[start of Data supplied]

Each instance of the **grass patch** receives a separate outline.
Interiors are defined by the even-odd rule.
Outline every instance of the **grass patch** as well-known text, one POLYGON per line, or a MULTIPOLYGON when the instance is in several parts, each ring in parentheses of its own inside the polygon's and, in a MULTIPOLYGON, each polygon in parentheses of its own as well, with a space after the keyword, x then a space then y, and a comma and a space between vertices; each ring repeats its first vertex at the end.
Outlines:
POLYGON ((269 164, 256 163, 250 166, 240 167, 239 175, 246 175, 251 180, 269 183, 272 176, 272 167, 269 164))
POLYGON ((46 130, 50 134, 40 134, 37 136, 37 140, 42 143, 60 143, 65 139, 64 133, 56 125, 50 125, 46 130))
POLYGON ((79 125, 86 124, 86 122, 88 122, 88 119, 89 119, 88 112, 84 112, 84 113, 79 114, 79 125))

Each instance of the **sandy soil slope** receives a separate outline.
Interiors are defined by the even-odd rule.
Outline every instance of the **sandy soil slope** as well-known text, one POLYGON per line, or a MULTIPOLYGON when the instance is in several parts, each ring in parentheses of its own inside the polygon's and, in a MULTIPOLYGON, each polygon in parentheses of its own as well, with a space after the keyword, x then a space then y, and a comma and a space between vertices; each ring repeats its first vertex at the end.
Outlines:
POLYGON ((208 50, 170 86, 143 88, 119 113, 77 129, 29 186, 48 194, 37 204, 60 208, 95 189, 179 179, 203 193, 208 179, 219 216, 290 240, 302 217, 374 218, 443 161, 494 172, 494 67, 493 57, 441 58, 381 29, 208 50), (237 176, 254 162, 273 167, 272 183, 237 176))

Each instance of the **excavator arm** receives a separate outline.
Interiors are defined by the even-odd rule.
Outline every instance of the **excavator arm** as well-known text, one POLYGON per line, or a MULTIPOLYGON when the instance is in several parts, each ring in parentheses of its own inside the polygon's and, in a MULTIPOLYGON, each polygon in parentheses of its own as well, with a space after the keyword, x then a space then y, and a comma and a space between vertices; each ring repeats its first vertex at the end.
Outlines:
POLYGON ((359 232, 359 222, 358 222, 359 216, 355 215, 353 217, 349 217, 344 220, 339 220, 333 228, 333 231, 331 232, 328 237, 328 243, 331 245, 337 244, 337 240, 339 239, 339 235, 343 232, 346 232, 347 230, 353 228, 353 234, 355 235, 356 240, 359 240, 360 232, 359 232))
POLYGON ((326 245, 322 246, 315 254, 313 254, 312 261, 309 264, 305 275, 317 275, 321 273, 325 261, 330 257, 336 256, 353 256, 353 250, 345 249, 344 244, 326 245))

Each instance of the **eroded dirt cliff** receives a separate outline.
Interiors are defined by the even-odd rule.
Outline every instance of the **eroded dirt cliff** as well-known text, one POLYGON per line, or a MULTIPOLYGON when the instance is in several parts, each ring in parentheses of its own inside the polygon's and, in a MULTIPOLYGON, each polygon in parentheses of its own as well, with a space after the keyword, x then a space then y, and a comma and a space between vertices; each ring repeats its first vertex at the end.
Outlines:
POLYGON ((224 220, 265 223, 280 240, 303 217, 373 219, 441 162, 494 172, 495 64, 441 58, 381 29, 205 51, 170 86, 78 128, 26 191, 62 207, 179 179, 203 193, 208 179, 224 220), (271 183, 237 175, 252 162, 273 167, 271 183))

[end of Data supplied]

▶ **Given request**
Output the lines of the listing unchanged, from the line that contains "Each instance of the **excavator" through the end of the listing, inclusive.

▶ **Finished task**
Each instance of the **excavator arm** receives a separate outline.
Interiors are defined by the even-odd rule.
Outline every instance of the **excavator arm** as well-known text, one POLYGON per line, or a MULTIPOLYGON when the instance is in several parts, each ring in parentheses of its own inside the polygon's and, in a MULTIPOLYGON, each polygon in parentheses of its own as well, with a space after the keyword, x then a space then y, and a comma and a space between vertices; each ring repeats its first vertex at the end.
Outlines:
POLYGON ((359 232, 359 222, 358 222, 359 216, 355 215, 353 217, 349 217, 344 220, 339 220, 333 228, 333 231, 331 232, 328 237, 328 243, 331 245, 337 244, 337 240, 339 239, 339 235, 343 232, 346 232, 347 230, 353 228, 353 234, 355 235, 356 240, 359 240, 360 232, 359 232))
POLYGON ((326 245, 322 246, 315 254, 313 254, 312 261, 309 264, 305 275, 317 275, 321 273, 325 261, 330 257, 336 256, 353 256, 353 250, 345 249, 344 244, 326 245))

Each instance of the **eroded dirt cliff** receives a separate outline.
Interiors are defined by the even-odd rule.
Outline every instance of the **eroded dirt cliff** as well-known text, one POLYGON per line, or a MULTIPOLYGON when the instance is in several parts, each ring in parentheses of its own inside the polygon's and, in a MULTIPOLYGON, each polygon in parentheses of its own as well, with a space after the keyword, x then a space then y, and a comma and a space between vertices; each ring repeats its first vertex at the end.
Outlines:
POLYGON ((224 220, 265 223, 280 240, 303 217, 373 219, 441 162, 494 172, 495 64, 441 58, 381 29, 205 51, 170 86, 78 128, 26 191, 62 207, 179 179, 203 193, 208 179, 224 220), (271 183, 237 175, 252 162, 273 167, 271 183))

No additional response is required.